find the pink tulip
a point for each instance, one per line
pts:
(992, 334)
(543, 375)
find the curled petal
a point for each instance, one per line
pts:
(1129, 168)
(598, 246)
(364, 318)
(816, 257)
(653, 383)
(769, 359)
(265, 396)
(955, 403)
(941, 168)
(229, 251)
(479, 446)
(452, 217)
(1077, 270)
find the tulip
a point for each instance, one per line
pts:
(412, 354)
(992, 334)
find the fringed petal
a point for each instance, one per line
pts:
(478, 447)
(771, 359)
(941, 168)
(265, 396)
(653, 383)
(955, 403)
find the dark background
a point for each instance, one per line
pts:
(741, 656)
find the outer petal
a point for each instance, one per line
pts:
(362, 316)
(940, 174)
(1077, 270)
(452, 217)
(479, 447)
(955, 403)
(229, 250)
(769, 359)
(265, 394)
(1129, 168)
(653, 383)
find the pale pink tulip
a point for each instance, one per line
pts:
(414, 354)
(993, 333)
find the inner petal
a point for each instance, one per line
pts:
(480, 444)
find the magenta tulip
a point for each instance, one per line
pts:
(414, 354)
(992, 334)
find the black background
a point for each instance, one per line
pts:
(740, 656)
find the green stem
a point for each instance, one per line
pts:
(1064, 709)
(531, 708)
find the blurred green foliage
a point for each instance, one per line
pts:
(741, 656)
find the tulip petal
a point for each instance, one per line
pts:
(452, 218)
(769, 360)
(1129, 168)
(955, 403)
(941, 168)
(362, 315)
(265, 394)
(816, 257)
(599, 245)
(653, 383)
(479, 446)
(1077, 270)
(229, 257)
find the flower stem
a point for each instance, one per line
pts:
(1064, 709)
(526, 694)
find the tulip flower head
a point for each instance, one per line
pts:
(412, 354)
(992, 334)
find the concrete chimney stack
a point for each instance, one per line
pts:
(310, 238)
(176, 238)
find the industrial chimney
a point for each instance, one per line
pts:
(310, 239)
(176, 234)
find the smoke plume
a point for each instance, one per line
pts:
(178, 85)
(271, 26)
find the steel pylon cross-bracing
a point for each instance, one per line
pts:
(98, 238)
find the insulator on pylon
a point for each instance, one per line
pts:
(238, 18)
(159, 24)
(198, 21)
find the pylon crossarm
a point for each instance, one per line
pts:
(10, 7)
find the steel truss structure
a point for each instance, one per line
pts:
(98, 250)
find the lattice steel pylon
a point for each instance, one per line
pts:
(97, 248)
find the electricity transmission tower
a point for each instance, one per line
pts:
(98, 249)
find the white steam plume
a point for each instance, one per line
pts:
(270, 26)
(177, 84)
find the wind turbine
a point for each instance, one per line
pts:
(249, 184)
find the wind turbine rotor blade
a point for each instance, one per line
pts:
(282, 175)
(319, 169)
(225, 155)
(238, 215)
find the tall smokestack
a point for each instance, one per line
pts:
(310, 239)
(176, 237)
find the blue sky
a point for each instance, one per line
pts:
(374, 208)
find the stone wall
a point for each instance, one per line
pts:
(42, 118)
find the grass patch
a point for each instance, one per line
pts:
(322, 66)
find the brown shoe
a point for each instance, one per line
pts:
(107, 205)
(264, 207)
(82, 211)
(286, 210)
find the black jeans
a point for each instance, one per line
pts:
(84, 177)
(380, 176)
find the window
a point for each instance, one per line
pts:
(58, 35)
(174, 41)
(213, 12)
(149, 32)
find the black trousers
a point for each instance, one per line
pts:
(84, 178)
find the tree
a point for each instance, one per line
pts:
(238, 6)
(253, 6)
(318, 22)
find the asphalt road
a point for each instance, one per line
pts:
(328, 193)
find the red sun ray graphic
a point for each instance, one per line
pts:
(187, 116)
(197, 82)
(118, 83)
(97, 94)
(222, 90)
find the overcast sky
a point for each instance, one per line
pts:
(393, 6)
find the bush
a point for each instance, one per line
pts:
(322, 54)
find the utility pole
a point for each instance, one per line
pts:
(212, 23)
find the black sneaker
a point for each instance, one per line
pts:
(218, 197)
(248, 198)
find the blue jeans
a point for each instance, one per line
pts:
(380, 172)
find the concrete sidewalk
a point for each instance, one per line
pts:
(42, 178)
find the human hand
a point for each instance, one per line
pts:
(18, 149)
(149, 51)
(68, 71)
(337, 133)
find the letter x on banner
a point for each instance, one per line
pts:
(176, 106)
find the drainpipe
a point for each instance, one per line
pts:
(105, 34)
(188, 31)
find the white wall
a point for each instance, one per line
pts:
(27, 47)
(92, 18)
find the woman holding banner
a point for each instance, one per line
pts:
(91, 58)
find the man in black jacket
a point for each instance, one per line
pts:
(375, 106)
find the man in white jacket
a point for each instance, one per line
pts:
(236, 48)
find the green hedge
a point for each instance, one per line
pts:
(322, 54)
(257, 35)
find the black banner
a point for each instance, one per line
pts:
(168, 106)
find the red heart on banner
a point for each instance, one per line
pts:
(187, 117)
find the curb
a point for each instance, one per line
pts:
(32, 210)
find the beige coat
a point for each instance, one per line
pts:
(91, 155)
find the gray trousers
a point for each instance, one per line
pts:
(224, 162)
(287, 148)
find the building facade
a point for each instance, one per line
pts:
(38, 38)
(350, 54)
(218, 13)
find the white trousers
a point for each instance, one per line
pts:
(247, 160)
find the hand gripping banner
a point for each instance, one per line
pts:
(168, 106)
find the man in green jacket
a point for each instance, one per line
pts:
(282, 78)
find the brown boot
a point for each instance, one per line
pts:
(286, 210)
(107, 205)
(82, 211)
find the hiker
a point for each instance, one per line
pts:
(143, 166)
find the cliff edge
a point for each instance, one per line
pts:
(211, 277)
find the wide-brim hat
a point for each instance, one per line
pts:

■ ■ ■

- What the task asks -
Could you output every one of the lines above, word for word and in their original order?

- Answer -
find the pink tulip
a point for each instance, one per line
pts:
(992, 334)
(543, 375)
find the curled petal
a point for each instance, one per line
pts:
(1129, 168)
(598, 246)
(364, 318)
(816, 257)
(653, 383)
(769, 359)
(265, 396)
(955, 403)
(941, 168)
(229, 251)
(479, 446)
(452, 217)
(1077, 270)
find the tulip
a point for each instance, one per line
pts:
(412, 354)
(992, 334)
find the fringed petal
a point for each instance, one per line
pts:
(478, 447)
(771, 359)
(941, 168)
(265, 396)
(653, 383)
(955, 403)
find the dark background
a point for each instance, one per line
pts:
(741, 656)
find the outer petal
a point for each instance, one per line
pts:
(362, 316)
(940, 174)
(1077, 270)
(452, 217)
(479, 447)
(955, 403)
(229, 250)
(769, 359)
(265, 394)
(1129, 168)
(653, 383)
find the pale pink tulip
a point for each instance, one per line
pts:
(414, 354)
(993, 333)
find the inner petal
a point for each instance, one per line
pts:
(480, 444)
find the magenta tulip
a point for each instance, one per line
pts:
(414, 354)
(992, 334)
find the black background
a point for each instance, one per line
pts:
(740, 656)
find the green stem
a point for each instance, one per line
pts:
(1064, 709)
(531, 708)
find the blurred green foliage
a point for each instance, one per line
pts:
(741, 656)
find the tulip petal
a point for each instance, one per line
pts:
(452, 218)
(769, 360)
(1129, 168)
(955, 403)
(941, 168)
(362, 315)
(265, 394)
(816, 257)
(599, 245)
(653, 383)
(479, 446)
(1077, 270)
(229, 257)
find the flower stem
a point for each instance, one per line
pts:
(1064, 709)
(526, 694)
find the tulip flower head
a point for each instance, one per line
pts:
(412, 354)
(992, 334)
find the concrete chimney stack
a point for each instance, one per line
pts:
(310, 238)
(176, 238)
find the industrial chimney
a point for each instance, one per line
pts:
(310, 239)
(176, 234)
find the smoke plume
a point for each instance, one per line
pts:
(178, 85)
(271, 26)
find the steel pylon cross-bracing
a point for each instance, one per line
pts:
(98, 238)
find the insulator on pylon
a point for each instance, one per line
pts:
(238, 18)
(159, 24)
(198, 21)
find the pylon crossarm
a point for each instance, one per line
pts:
(10, 7)
find the steel truss structure
a point for each instance, one per line
pts:
(98, 250)
find the lattice steel pylon
a point for each instance, one per line
pts:
(97, 248)
find the electricity transmission tower
a point for each instance, one per line
pts:
(98, 249)
find the white steam plume
a point for each instance, one per line
pts:
(270, 26)
(177, 84)
find the wind turbine
a point for each instance, one per line
pts:
(249, 184)
find the wind turbine rotor blade
a point for each instance, one per line
pts:
(282, 175)
(319, 169)
(225, 155)
(238, 215)
find the tall smokestack
a point for each instance, one per line
pts:
(310, 239)
(176, 237)
find the blue sky
a point for each instance, one per line
pts:
(374, 208)
find the stone wall
a point for each instance, one per line
pts:
(42, 118)
find the grass patch
a point for each instance, one per line
pts:
(322, 66)
find the brown shoe
a point for each instance, one per line
pts:
(107, 205)
(264, 207)
(82, 211)
(286, 210)
find the black jeans
a point for each instance, one per line
pts:
(84, 177)
(380, 176)
find the window
a point for each instance, one per line
pts:
(58, 35)
(174, 41)
(213, 12)
(149, 32)
find the black trousers
a point for each instance, one per line
pts:
(84, 178)
find the tree
a point for each instance, one per line
pts:
(238, 6)
(253, 6)
(318, 22)
find the asphalt road
a point for each instance, one per line
pts:
(328, 193)
find the red sun ray graphic
a point for each instance, one per line
pts:
(187, 116)
(197, 82)
(118, 83)
(97, 94)
(222, 90)
find the overcast sky
a point for each instance, one per line
pts:
(393, 6)
find the bush
a point for each instance, one per line
pts:
(322, 54)
find the utility pole
a point for each instance, one per line
pts:
(212, 23)
find the black sneaker
a point for each instance, one per line
pts:
(218, 197)
(248, 198)
find the blue jeans
a point for each instance, one per line
pts:
(380, 172)
find the concrete sidewalk
a point for each instance, one per line
pts:
(42, 178)
find the human hand
a point for each instance, one per line
pts:
(18, 149)
(149, 51)
(68, 71)
(337, 133)
find the letter x on banner
a point for each instance, one per line
pts:
(176, 106)
find the drainpipe
a point for each instance, one per line
pts:
(105, 34)
(188, 31)
find the white wall
a point for each instance, one per line
pts:
(27, 47)
(92, 18)
find the woman holding banner
a point for each instance, one per line
pts:
(91, 58)
find the man in black jacket
a point for each instance, one per line
pts:
(375, 106)
find the man in white jacket
a point for each instance, one per line
pts:
(236, 48)
find the green hedge
a point for each instance, one per line
pts:
(322, 54)
(257, 35)
find the black banner
a point for each instance, one per line
pts:
(168, 106)
find the red heart on banner
a point for each instance, one per line
pts:
(187, 117)
find the curb
a point for each instance, one per line
pts:
(32, 210)
find the beige coat
a point for each instance, one per line
pts:
(91, 155)
find the gray trousers
a point for each instance, one per line
pts:
(224, 162)
(287, 148)
find the building facade
a point for each instance, one per line
pts:
(38, 38)
(350, 54)
(218, 13)
find the white trousers
a point for each instance, one per line
pts:
(247, 160)
find the hand gripping banner
a point for each instance, one per line
pts:
(168, 106)
find the man in green jacket
a point for each instance, one per line
pts:
(282, 78)
find the brown boot
a point for each instance, one per line
pts:
(286, 210)
(107, 205)
(82, 211)
find the hiker
a point for each instance, one per line
pts:
(143, 166)
find the cliff edge
a point for each instance, one per line
pts:
(211, 277)
find the wide-brim hat
a point for each instance, one per line
pts:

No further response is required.